Dataset rows ::
====================

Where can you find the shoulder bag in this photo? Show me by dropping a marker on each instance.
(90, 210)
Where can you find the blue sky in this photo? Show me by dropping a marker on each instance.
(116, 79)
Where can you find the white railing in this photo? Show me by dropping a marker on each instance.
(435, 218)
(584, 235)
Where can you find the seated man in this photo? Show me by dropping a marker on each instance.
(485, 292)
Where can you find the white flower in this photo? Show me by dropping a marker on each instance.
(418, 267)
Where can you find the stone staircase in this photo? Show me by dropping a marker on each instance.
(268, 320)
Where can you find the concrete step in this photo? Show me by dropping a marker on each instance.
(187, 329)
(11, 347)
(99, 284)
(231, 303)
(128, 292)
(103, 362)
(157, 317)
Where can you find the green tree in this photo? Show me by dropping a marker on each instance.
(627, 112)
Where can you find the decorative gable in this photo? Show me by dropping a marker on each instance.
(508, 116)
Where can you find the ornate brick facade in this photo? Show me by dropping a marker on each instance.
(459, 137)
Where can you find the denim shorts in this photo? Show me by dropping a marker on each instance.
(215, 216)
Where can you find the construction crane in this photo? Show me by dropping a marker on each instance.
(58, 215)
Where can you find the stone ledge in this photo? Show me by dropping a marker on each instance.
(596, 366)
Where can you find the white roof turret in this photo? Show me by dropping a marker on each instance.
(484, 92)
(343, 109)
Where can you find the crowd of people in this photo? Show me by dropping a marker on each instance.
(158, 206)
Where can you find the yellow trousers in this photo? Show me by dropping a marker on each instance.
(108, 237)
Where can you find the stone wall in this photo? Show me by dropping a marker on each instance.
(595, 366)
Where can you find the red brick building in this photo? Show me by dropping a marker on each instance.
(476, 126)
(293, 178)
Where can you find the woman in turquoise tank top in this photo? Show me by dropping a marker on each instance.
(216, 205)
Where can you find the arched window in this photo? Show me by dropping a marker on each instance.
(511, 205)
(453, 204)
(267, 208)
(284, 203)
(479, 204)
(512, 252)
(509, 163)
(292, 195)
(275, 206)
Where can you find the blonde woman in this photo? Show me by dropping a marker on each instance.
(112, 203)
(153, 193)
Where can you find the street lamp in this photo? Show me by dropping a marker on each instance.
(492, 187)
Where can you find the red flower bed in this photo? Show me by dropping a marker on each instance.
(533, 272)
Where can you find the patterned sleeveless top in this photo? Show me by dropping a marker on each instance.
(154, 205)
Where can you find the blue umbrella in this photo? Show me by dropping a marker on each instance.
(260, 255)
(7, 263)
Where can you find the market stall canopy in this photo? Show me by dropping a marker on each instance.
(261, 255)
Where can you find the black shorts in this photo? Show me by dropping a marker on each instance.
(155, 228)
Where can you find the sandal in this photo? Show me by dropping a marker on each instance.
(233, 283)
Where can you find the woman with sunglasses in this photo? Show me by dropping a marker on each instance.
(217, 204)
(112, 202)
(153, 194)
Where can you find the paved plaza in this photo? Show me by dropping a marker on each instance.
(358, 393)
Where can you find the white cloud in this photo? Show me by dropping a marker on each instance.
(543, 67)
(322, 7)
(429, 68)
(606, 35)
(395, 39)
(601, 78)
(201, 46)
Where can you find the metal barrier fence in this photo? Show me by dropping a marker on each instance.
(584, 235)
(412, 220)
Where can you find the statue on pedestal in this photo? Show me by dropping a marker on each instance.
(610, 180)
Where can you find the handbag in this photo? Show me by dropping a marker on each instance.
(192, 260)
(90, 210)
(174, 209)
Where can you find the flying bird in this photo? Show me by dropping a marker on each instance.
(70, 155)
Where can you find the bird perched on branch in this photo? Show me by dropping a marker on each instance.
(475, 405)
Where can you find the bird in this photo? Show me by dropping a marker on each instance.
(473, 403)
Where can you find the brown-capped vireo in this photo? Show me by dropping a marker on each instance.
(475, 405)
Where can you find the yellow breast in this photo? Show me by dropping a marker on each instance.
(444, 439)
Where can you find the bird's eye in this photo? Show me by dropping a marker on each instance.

====================

Written problem :: Repeat exactly, and only, the lines of the records above, starting with the line that contains "Where can you find the metal" and ending with the final line, both included.

Reply to the task ::
Where can you find the metal barrier fence in this photo? Show me by dropping a marker on each instance.
(584, 235)
(412, 220)
Where can you find the statue on pedestal in this photo? Show me by dropping a marker on each instance.
(610, 180)
Where can you find the handbag in this photo? Show me by dropping a marker on each instance.
(192, 260)
(90, 210)
(174, 209)
Where can you find the flying bird in this photo? Show me by dropping a marker on each instance.
(70, 155)
Where can you find the bird perched on branch in this photo? Show me by dropping a marker on each instance.
(475, 405)
Where can you find the bird in this photo? Show me by dropping a marker on each instance.
(473, 403)
Where can you find the brown-capped vireo in this photo? Show me by dropping a marker on each instance.
(475, 405)
Where can you find the yellow breast in this photo? Show me by dropping a marker on each instance.
(444, 439)
Where can you find the bird's eye in this photo? Show me by dropping a marker on each instance.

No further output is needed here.